--- TEXT PASSAGE ---

According to historian Francis Parkman, Amherst first raised the possibility of giving the Indians infected blankets in a letter to Colonel Henry Bouquet, who would lead reinforcements to Fort Pitt. No copy of this letter has come to light, but we do know that Bouquet discussed the matter in a postscript to a letter to Amherst on July 13, 1763:
P.S. I will try to inocculate the Indians by means of Blankets that may fall in their hands, taking care however not to get the disease myself. As it is pity to oppose good men against them, I wish we could make use of the Spaniard's Method, and hunt them with English Dogs. Supported by Rangers, and some Light Horse, who would I think effectively extirpate or remove that Vermine.
On July 16 Amherst replied, also in a postscript:
P.S. You will Do well to try to Innoculate the Indians by means of Blanketts, as well as to try Every other method that can serve to Extirpate this Execrable Race. I should be very glad your Scheme for Hunting them Down by Dogs could take Effect, but England is at too great a Distance to think of that at present.
On July 26 Bouquet wrote back:
I received yesterday your Excellency's letters of 16th with their Inclosures. The signal for Indian Messengers, and all your directions will be observed.

---

**PROBLEM TO SOLVE**
Carry on the passage about the letters between Amherst and Bouquet, starting right after its last sentence.

--- MATERIAL SHOWN ---

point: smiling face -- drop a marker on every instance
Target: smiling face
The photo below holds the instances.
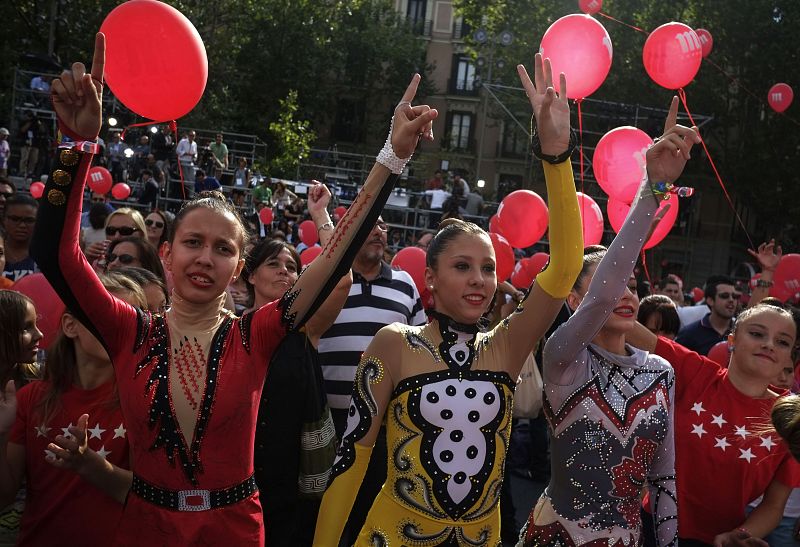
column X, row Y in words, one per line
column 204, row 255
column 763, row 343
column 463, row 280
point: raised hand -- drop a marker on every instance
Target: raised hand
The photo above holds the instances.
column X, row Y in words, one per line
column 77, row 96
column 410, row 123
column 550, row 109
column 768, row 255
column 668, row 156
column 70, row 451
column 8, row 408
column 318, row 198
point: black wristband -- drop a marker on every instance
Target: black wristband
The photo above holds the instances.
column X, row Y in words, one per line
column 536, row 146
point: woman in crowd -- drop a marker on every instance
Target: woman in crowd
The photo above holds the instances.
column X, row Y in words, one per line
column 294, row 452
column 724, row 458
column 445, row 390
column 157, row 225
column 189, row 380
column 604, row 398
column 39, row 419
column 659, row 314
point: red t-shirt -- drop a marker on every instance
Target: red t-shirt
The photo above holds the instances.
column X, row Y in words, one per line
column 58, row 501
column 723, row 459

---

**TASK RESPONSE**
We don't know if Bouquet actually put the plan into effect, or if so with what result. We do know that a supply of smallpox-infected blankets was available, since the disease had broken out at Fort Pitt some weeks previously. We also know that the following spring smallpox was reported to be raging among the Indians in the vicinity.
To modern ears, this talk about infecting the natives with smallpox, hunting them down with dogs, etc., sounds over the top. But it's easy to believe Amherst and company were serious. D'Errico provides other quotes from Amherst's correspondence that suggest he considered Native Americans subhumans who ought to be exterminated. Check out his research for yourself at www.nativeweb.org/pages/l egal/amherst/lord_jeff.html. He not only includes transcriptions but also reproduces the relevant parts of the incriminating letters.